### What you need to do
- a) According to the GENIUS Act update, by what vote did the Senate Banking Committee pass the act out of committee?
- b) Using the GENIUS Act update, decide whether each statement agrees with it: (i) French Hill has signaled he intends to move forward with a similar proposal called the STABLE Act; (ii) a bank deposit can count as a payment stablecoin under the act's definition; (iii) federal banking regulators can approve a person to become a permitted payment stablecoin issuer. Answer yes or no for each and quote the words that decide it.
- c) Pick up the GENIUS Act update after its final sentence and continue writing it.
─── Passage provided ───
On March 13, 2025, the US Senate Banking Committee passed the Guiding and Establishing National Innovation for US Stablecoins Act of 2025 or “GENIUS Act,” out of committee by a vote of 18-6.
The legislation would establish for the first time a comprehensive regulatory framework for the issuance and regulation of payment stablecoins in the United States. Due to the strong bipartisan vote the bill received in committee, the bill is well positioned to be approved by the full Senate. Further, US House Financial Services Committee Chair French Hill (R-AR) has already signaled his intention to move forward with a similar proposal, the STABLE Act, and President Donald Trump has indicated he wants to sign payment stablecoin legislation. Accordingly, payment stablecoin legislation is poised to be enacted into law later this year.
In this Legal Update, we answer key questions about the GENIUS Act.
The GENIUS Act would define a payment stablecoin as a digital asset that is or is designed to be used as a means of payment or settlement if: (i) the issuer is obligated to convert, redeem, or repurchase for a fixed amount of monetary value; (ii) it will maintain a stable value relative to the value of a fixed amount of monetary value; and (iii) it is not a national currency, bank deposit, interest-bearing instrument, or a security under federal securities laws (other than by virtue of being a bond, note, evidence of indebtedness, or investment contract).
To qualify as a permitted payment stablecoin issuers, a person would have to incorporate in the US and then be either:
The Act sets forth the terms by which federal banking regulators can approve a person to become a permitted payment stablecoin issuer. These include that the applicant demonstrates its financial condition and appropriate resources, provides background information on officers, directors and principal shareholders, and satisfies any other relevant safety and soundness factors established by the federal banking regulators.
─── Data excerpts ───
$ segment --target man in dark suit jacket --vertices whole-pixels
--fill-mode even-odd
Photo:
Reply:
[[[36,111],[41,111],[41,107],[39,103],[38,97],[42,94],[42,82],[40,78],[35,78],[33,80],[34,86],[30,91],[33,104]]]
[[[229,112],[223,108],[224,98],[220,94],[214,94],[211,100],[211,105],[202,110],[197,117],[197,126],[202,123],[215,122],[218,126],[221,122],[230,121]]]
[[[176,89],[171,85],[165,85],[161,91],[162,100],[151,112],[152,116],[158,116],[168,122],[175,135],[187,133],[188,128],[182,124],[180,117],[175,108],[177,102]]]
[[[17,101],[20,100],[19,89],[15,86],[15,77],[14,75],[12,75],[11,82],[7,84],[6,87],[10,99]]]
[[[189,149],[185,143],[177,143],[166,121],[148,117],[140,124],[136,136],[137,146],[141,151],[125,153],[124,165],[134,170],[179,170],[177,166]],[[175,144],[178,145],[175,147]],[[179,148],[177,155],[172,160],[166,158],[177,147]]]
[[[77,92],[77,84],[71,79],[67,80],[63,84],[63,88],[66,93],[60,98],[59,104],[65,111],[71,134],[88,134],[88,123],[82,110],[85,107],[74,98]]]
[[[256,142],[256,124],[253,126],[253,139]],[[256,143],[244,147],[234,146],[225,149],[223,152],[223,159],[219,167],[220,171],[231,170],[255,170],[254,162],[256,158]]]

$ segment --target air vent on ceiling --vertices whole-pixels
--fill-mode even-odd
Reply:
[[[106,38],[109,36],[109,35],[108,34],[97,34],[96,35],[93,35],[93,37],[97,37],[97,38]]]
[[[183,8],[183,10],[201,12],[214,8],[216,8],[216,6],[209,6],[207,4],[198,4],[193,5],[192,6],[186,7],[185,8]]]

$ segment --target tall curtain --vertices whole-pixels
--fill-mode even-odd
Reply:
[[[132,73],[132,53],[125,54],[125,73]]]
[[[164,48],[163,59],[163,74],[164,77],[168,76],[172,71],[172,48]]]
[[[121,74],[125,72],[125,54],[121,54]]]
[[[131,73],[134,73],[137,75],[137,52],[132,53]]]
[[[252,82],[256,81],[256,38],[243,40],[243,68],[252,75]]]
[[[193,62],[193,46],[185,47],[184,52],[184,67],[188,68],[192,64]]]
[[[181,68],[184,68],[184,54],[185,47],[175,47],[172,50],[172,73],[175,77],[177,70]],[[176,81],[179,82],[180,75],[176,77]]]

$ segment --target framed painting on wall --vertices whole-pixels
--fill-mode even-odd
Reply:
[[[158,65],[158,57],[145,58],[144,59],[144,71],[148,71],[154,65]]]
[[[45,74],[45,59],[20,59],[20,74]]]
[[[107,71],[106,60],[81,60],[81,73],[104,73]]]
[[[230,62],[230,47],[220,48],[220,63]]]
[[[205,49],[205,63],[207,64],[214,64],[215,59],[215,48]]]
───
### Responses for each task
- a) By a vote of 18-6, on March 13, 2025.

- b)
(i) Yes: "French Hill (R-AR) has already signaled his intention to move forward with a similar proposal, the STABLE Act"
(ii) No: "it is not a national currency, bank deposit, interest-bearing instrument, or a security under federal securities laws"
(iii) Yes: "The Act sets forth the terms by which federal banking regulators can approve a person to become a permitted payment stablecoin issuer."

- c)
A federal regulator would have no more than 120 days to issue a decision on an application and could deny an application if it determined that the activities of the applicant would be unsafe or unsound based on its ability to satisfy the prudential requirements discussed below.
The issuance of payment stablecoins in the US would be restricted to the three types of permitted payment stablecoin issuers indicated above. Although a payment stablecoin that is not issued by a permitted payment stablecoin issuer still could be owned and sold in the US, the GENIUS Act would prohibit it from being treated as cash or a cash equivalent for accounting, securities margin, or derivatives purposes, or used as a settlement asset for wholesale payments between banking organizations or by payment infrastructure for settlement among banking organizations. These limitations will create strong incentive for payment stablecoin issuers to become permitted payment stablecoin issuers in the United States. However, even an unlicensed, non-US payment stablecoin issuer must comply with a US court order or agency action. Such orders and actions could direct the non-US issuer to seize, freeze, burn, or prevent the transfer of a payment stablecoin.
Further, under the GENIUS Act, the Treasury Department may determine that a non-US issuer (that is not a permitted payment stablecoin issuer) of any payment stablecoins trading in the United States has failed to comply with a court order or agency action. If the foreign issuer does not come into compliance with the order or action, then the Secretary of the Treasury may issue a notice prohibiting digital asset service providers from facilitating secondary trading of the foreign issuer’s payment stablecoins in the United States. This would effectively block the non-US issuer from having US customers own or trade its payment stablecoins.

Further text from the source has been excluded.